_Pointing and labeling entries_
"""
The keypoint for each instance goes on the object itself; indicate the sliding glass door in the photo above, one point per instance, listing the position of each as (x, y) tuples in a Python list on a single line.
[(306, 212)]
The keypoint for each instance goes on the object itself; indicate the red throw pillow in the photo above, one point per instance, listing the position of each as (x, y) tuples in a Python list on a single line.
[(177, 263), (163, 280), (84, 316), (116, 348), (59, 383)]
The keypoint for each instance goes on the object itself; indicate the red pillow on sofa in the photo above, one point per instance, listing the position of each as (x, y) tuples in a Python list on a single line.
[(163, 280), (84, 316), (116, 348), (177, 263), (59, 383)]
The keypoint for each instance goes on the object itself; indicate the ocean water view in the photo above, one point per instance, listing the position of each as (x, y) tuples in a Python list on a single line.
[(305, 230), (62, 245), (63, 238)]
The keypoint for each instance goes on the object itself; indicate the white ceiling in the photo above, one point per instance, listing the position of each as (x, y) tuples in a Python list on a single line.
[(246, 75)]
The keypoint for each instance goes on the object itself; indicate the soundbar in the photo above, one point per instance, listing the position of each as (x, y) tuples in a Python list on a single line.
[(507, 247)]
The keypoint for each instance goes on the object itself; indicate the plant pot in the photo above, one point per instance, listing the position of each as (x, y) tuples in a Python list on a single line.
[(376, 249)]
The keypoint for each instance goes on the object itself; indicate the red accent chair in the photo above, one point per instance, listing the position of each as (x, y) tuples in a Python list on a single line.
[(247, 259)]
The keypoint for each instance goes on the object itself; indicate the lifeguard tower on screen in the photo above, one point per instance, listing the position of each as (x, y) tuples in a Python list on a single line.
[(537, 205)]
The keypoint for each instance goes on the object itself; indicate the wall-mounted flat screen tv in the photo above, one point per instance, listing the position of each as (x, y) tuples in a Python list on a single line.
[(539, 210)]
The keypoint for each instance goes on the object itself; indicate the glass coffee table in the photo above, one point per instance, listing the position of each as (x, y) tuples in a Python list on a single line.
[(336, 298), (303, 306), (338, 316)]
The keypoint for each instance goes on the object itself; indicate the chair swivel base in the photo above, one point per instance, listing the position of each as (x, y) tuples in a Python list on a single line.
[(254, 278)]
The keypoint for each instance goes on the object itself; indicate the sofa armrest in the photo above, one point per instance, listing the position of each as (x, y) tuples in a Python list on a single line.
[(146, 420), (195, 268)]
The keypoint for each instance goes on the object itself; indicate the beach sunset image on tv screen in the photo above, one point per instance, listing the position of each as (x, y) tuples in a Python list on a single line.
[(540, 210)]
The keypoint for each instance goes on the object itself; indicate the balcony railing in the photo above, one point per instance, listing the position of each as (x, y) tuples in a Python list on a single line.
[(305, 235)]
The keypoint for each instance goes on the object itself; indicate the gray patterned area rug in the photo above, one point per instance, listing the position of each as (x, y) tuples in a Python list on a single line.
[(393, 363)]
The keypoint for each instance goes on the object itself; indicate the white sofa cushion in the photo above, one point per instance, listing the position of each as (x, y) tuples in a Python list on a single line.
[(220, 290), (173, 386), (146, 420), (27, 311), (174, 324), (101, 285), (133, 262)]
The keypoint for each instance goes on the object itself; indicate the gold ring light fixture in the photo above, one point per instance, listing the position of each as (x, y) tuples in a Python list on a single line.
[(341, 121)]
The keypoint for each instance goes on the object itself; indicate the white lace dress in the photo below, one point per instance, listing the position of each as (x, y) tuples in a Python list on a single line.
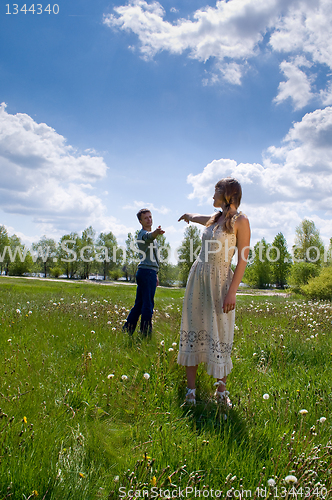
[(206, 331)]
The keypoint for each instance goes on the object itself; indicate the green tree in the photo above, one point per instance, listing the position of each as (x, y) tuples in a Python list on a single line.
[(107, 253), (281, 261), (258, 272), (308, 246), (86, 252), (20, 260), (68, 254), (45, 251), (301, 273), (188, 251), (4, 243)]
"""
_Short exercise_
Duplicate everything from the line containing "the red accent" down to the line containing "[(247, 259)]" in the records above, unchanged.

_The result_
The keypoint for each instance goes on the object itself; indicate the red accent chair in the photo above, one point per instance, listing the position of each as (x, y) tuples in a Python list on a single line.
[(247, 259)]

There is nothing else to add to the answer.